Tuesday, October 30, 2007

I CAN'T BUY A NEW APARTMENT


Reading what's for sale and havin' the blues. I can't buy a new apartment!.....Dabbling with the November Photo theme.

OCTOBER THEMES. ROADSIDE MEMORIAL

Perhaps young drivers take undue risk on the roads. It makes good sense that adolescents take up demanding and challenging interests to test out their skills and their love of action and their level of responsibility before they jump headlong into driving a car or road bike on the highway.

It must be counterproductive to protect kids from all risk and for them to have none other than a super comfortable existence, at least in our society, competitive as it is.

As for small children there are responsibilities that small children can start to take up and have time enough to develope imagination and good things long before they engage in big kids stuff. As well, road and off-road safety surely relies on a little maturity.

Monday, October 29, 2007

OCTOBER THEME REVISITED. ALL SAINTS AND ALL SOULS

The headstones are in the grounds of the cathedral. This cemetery was in disarray until these very old monuments were nicely arranged and a park took shape.

• • •

Write what comes next in the blog entries on October photo themes, starting after the sentence about the park taking shape.

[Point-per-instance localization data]
• • •

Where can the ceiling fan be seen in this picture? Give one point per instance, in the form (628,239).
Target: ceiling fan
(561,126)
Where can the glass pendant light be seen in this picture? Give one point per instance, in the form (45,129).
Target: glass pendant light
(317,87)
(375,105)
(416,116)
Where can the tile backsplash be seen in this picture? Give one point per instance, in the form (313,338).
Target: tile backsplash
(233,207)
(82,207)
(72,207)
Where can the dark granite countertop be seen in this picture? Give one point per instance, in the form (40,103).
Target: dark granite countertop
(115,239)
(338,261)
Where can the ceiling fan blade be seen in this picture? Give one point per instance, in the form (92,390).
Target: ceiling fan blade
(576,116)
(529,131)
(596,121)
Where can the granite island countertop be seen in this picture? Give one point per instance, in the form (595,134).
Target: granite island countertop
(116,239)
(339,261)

• • •

• [Response]:
It wasn't too bad the way it was where mysterious sepulchres lay half-open and overgrown with vines and shrubs. The cathedral choir-master was Bach-like and his family lived in a big old house at the end of a path. Views out over the town and harbour remain worthy.

CLUBLAND

No smoking in hotels and clubs has led to outdoor areas becoming the norm. In New Lambton, the West Leagues Club has cool waters and a fake rockface beside which to relax! Accommodation surrounds the 'headwaters' in the tropical wonderland on the top level! The gym is another interest.
Phoenix Club in Mayfield is about to build a hotel to add to the new swimming pool and fitness facilities. Are the poker machines and Keno losing ground?
So, now, the staff will escape the risks of passive smoking and when we leave the club our clothing won't reek of cigarettes.

Sunday, October 28, 2007

INTERSTATE

Muted early morn in remote hills in Queensland
Lower: Pandanus and the Sunshine Coast with Caloundra, Mooloolaba, Maroochydore, Noosa and the ten Glasshouse monoliths in the distance.

CORNER SHOP IN ADAMSTOWN

This corner shop has survived due to a 'change in lifestyle' from groceries to the lunch trade for workers.

LOCAL CHURCH

Ukrainian Catholic Church in Adamstown, an Eastern Rite church.
All the wood work is carved in a delicate style in this small building dating from about 1950s. Are all Christian calendars marked with the days this week from which Halloween originated?

Friday, October 26, 2007

SOCIAL CAPITAL. DOES COMMUNITY MATTER MOST OF ALL?

A far fetched tale. A traveller was far from home and he trudged along in the snow and ice like a faithfull pilgrim. He was glad he missed the Roman legions marching to the outlands. At dusk he reached a quiet village secretively hiding in a valley. He was tired and knocked on a door and sought shelter but he found none.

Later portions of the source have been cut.